• _PAGE TEXT_
____________________
The Canada Border Services Agency says there are alternatives to holding immigration detainees in provincial jails after Alberta said it would no longer do so.

The Canada Border Services Agency says there are alternatives to holding immigration detainees in provincial jails after Alberta said it would no longer do so.

The province has given written notice to the federal government that it is ending an agreement to use provincial correctional centres to house people detained on immigration matters. Ottawa has until the end of June to come up with alternative arrangements.

A border agency spokeswoman said there are federal immigration holding centres, or IHCs, in Toronto, Laval, Que., and Surrey, B.C.

“To further reduce reliance on the provinces, the CBSA has introduced policies that will enable the transfer of individuals detained in a non-IHC region to an IHC when there is availability,” Jacqueline Roby said in an email.

Mike Ellis, Alberta’s minister of public safety and emergency services, said earlier this week that the change is in response to concerns about using correctional facilities to hold people who haven’t been charged with a criminal offence or convicted of one.

“People who come to Canada for a fresh start and a new life deserve a better welcome than a jail cell while paperwork is sorted out. That is why we are also calling on all provinces to join us in ending this practice,” he said.

However, Roby said the agency only detains those who are considered to be a danger to the public, unable to satisfy an officer of their identity or who are unlikely to appear for an immigration proceeding.
____________________
• _TASKS TO PERFORM_
a. According to the article on Alberta and immigration detainees, by when does Ottawa have to come up with alternative arrangements?
b. Summarize the article on Alberta and immigration detainees in two sentences.
c. Write the next part of the article on Alberta and immigration detainees, picking up after its final sentence.

• _RECORDS_
____________________
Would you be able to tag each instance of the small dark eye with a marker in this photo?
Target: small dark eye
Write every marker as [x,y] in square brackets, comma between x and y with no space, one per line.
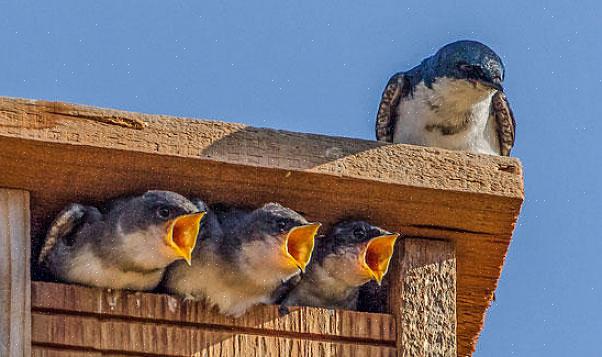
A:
[163,212]
[465,67]
[359,232]
[282,225]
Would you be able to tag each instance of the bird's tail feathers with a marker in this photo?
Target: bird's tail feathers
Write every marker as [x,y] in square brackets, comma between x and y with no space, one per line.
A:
[62,226]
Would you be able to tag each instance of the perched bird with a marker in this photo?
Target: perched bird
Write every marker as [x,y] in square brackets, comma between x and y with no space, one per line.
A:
[453,100]
[244,258]
[351,255]
[126,246]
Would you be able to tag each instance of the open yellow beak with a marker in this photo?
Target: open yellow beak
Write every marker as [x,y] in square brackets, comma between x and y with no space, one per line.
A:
[299,243]
[378,255]
[182,233]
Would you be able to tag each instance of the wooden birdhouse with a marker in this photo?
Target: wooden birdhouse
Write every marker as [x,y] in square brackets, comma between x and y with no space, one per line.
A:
[456,211]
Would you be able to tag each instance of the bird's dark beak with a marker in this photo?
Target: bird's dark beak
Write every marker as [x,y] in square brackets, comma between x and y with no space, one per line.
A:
[299,244]
[182,234]
[377,256]
[495,83]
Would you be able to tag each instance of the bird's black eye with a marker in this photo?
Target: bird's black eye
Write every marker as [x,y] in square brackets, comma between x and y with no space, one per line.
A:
[282,225]
[163,212]
[359,232]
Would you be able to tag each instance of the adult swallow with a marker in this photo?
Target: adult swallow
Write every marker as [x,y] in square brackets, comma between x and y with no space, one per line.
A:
[453,100]
[126,246]
[245,258]
[351,255]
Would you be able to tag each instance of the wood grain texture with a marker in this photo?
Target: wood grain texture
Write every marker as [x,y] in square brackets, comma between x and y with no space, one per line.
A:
[423,299]
[15,311]
[63,152]
[147,307]
[115,336]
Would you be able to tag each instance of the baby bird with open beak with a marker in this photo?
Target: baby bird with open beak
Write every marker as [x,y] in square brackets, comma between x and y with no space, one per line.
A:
[126,246]
[246,258]
[351,255]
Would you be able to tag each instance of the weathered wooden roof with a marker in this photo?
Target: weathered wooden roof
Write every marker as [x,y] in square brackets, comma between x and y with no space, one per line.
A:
[61,152]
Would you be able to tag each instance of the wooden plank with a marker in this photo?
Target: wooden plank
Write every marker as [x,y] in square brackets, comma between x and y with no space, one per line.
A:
[158,339]
[46,351]
[472,200]
[423,299]
[69,299]
[15,315]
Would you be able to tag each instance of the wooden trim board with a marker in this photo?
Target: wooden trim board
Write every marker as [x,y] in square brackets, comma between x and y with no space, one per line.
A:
[15,281]
[64,152]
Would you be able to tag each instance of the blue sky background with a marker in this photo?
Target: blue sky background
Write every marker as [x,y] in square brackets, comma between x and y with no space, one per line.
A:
[317,66]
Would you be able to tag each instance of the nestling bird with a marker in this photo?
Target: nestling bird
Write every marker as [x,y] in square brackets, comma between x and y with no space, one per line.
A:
[126,246]
[453,100]
[245,257]
[351,255]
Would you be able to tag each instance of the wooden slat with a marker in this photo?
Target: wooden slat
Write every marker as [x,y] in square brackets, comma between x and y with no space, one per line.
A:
[472,200]
[423,299]
[348,325]
[46,351]
[157,339]
[15,315]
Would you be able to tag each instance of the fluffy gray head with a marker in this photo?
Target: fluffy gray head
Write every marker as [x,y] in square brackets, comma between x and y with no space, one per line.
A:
[154,208]
[272,219]
[346,234]
[469,60]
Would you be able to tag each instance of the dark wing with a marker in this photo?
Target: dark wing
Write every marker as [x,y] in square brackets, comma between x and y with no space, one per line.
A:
[399,86]
[66,225]
[504,120]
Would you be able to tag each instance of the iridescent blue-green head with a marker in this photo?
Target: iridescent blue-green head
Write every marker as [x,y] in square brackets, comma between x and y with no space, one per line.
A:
[466,60]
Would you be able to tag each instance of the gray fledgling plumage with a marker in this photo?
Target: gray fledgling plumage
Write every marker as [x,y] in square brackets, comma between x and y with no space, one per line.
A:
[335,275]
[453,100]
[239,261]
[121,247]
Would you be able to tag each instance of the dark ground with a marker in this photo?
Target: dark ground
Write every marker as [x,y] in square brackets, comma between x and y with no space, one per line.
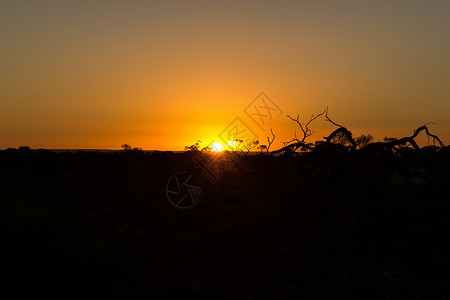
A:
[321,226]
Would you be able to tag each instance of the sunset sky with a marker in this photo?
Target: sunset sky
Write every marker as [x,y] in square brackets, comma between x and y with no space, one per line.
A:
[163,74]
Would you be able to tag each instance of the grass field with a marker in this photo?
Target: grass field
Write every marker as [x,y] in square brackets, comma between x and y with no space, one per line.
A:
[91,225]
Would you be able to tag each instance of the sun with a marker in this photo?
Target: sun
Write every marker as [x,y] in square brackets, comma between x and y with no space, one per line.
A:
[217,147]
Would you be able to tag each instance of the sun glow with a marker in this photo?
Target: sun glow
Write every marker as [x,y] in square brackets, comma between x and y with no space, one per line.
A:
[217,147]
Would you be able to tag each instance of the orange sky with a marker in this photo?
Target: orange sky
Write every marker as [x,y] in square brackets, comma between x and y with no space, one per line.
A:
[162,74]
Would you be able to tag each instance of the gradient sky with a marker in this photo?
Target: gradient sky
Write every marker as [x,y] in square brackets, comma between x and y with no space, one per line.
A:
[162,74]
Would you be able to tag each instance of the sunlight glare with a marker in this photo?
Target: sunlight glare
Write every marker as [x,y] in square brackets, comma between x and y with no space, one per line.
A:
[217,147]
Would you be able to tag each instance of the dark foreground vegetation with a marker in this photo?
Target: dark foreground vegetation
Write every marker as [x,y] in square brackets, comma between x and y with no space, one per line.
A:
[323,225]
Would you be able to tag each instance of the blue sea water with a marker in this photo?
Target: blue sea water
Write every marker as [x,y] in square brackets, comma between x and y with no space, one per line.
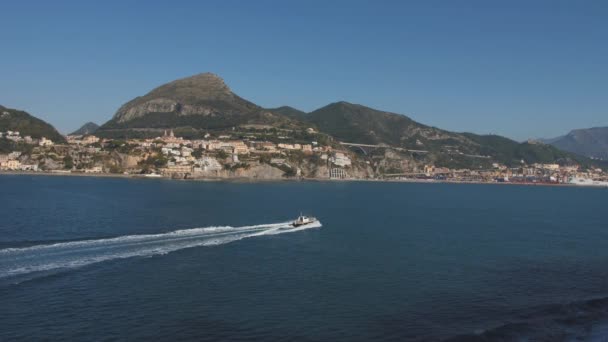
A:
[122,259]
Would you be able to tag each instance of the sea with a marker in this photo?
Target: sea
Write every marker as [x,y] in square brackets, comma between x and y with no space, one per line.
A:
[113,259]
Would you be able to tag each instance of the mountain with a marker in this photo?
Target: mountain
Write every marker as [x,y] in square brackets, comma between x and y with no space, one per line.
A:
[87,128]
[26,124]
[590,142]
[355,123]
[194,103]
[289,112]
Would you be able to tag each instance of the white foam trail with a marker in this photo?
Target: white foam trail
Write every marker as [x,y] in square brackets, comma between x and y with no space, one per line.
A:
[20,261]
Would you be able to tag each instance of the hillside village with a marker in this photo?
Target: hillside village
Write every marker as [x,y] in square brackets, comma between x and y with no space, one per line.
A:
[197,128]
[227,156]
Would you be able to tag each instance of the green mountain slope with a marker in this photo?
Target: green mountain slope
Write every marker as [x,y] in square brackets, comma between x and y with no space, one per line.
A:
[87,128]
[199,102]
[289,112]
[590,142]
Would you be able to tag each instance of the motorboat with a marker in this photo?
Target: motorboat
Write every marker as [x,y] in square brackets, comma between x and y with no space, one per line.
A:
[303,220]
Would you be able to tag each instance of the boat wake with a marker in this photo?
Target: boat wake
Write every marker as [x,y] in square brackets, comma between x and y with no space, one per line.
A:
[16,262]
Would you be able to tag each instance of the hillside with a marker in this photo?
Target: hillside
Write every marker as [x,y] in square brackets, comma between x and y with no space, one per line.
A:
[289,112]
[194,105]
[591,142]
[197,103]
[87,128]
[26,124]
[359,124]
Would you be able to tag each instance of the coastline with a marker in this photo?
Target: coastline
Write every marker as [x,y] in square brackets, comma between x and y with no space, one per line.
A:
[260,180]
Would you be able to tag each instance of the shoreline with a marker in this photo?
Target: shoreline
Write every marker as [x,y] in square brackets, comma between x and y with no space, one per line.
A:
[259,180]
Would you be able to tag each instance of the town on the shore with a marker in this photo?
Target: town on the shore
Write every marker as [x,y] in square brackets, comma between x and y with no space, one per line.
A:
[248,156]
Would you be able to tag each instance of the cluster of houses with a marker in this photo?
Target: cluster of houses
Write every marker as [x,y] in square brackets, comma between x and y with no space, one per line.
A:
[180,156]
[535,173]
[11,162]
[15,136]
[183,156]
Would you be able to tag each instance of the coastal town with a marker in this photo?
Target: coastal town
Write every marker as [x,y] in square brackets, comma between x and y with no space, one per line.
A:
[247,155]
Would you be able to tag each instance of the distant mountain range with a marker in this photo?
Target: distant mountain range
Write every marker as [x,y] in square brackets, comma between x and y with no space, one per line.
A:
[87,128]
[590,142]
[194,105]
[26,124]
[203,102]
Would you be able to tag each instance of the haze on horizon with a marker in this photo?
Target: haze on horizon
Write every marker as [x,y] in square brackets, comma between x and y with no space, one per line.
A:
[518,69]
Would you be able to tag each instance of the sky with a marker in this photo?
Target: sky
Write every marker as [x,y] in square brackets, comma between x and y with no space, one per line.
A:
[522,69]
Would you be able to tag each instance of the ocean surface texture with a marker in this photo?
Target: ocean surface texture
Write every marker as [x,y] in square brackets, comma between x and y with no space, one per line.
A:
[103,259]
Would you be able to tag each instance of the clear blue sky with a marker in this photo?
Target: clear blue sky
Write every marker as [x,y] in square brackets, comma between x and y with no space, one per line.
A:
[517,68]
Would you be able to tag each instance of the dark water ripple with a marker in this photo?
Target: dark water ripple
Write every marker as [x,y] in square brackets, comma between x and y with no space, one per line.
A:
[392,262]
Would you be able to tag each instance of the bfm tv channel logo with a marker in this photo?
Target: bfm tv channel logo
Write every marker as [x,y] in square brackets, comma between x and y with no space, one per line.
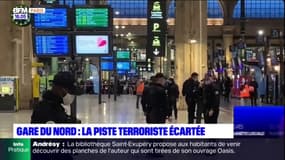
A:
[21,14]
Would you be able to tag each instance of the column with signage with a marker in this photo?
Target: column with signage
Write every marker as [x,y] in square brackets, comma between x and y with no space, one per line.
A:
[157,27]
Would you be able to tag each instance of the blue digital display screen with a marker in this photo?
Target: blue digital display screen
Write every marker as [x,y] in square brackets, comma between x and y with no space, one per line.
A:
[268,120]
[124,66]
[121,72]
[106,58]
[57,45]
[52,18]
[107,66]
[71,3]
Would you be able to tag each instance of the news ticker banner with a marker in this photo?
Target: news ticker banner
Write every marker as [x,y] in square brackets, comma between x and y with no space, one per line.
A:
[124,131]
[15,149]
[259,121]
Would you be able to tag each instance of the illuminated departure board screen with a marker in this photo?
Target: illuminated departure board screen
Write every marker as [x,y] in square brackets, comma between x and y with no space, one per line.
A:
[92,18]
[51,45]
[71,3]
[53,18]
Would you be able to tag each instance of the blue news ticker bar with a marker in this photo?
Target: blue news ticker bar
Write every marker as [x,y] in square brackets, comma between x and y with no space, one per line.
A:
[52,18]
[263,119]
[52,44]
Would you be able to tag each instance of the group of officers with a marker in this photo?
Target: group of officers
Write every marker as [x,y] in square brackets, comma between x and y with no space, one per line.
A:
[159,98]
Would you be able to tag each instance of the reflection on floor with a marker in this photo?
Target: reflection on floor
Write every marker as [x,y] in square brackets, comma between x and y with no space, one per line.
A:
[121,111]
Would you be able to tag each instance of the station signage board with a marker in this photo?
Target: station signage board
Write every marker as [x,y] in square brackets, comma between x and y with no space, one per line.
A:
[157,27]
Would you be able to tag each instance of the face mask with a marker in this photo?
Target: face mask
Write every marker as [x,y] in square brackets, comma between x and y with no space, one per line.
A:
[68,99]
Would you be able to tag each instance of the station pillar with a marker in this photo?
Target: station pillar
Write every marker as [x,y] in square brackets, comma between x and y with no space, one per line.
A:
[190,42]
[16,52]
[228,38]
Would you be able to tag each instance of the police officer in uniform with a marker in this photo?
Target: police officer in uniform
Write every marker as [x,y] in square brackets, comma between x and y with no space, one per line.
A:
[50,108]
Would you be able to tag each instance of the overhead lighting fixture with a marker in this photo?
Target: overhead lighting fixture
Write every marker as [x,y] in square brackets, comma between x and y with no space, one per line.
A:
[117,13]
[192,41]
[260,32]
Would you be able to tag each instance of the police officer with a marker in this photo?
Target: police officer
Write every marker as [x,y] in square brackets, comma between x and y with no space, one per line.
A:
[191,92]
[50,108]
[154,100]
[212,99]
[173,94]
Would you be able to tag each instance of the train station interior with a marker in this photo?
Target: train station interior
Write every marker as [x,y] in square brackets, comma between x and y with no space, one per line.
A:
[243,39]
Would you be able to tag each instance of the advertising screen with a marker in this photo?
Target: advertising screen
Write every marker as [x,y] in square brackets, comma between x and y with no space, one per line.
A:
[92,44]
[71,3]
[123,55]
[123,66]
[92,18]
[107,58]
[107,66]
[53,18]
[51,45]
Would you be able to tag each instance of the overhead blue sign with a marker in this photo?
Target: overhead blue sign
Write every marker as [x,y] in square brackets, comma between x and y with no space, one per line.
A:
[52,18]
[48,45]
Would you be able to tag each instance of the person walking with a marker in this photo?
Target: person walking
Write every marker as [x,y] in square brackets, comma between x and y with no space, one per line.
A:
[244,93]
[173,94]
[211,93]
[139,91]
[154,100]
[253,86]
[227,85]
[50,109]
[191,92]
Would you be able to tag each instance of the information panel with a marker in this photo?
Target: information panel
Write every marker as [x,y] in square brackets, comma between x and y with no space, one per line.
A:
[123,66]
[71,3]
[107,66]
[156,28]
[92,45]
[123,55]
[92,18]
[51,45]
[53,18]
____________________
• _RESULTS FOR THE EXERCISE_
a. By the end of June.

b. Alberta has given the federal government written notice that it is ending an agreement to hold immigration detainees in provincial correctional centres, citing concerns about jailing people who haven't been charged with or convicted of a criminal offence. The Canada Border Services Agency says there are alternatives, including federal immigration holding centres in Toronto, Laval and Surrey, and that it detains only people considered a danger to the public, of unconfirmed identity, or unlikely to appear for an immigration proceeding.

c.
“The use of (provincial correctional facilities) for immigration detention is a measure of last resort for the very highest risk detainees, and allows both the provinces and the CBSA to manage the fair treatment of detainees,” she said.

“The final decision as to whether or not a province will house an immigration detainee always rests with the provincial authority, regardless of whether or not an agreement is in place.”

Roby said during the initial detention, independent reviews are conducted by a member of the Immigration Division of the Immigration and Refugee Board. She said during that time, CBSA and the detained individual are encouraged to advance alternatives to detention.

As of December, CBSA said there were 27 individuals at the immigration holding centre in Surrey, 73 in Toronto and 66 in Laval, while more than 11,300 cases across the country found alternatives to detention.

Between April 1, 2022, and Oct. 31, 2022, the number of immigration detainees in Alberta facilities averaged 15 people a day, the province said in a statement. The daily average between 2021 and 2022 was 22 people, while the daily average between 2020 and 2021 was 17.

A Calgary immigration lawyer said Alberta’s move away from holding immigration detainees is becoming a trend among provincial governments.

Jatin Shory said it doesn’t make sense to put people who are traditionally not criminals in spaces such as remand centres or jails. With the large numbers of immigrants projected in the future, it’s necessary for the federal government to invest in more holding centres.

“Investing in detention centres can improve efficiency in detention review hearings and increase access to those in detention,” he said.

“A common issue I have faced in these reviews is difficulty co-ordinating inmate hearings due to communication issues between the Immigration and Refugee Board of Canada’s Immigration Division and remand centres.”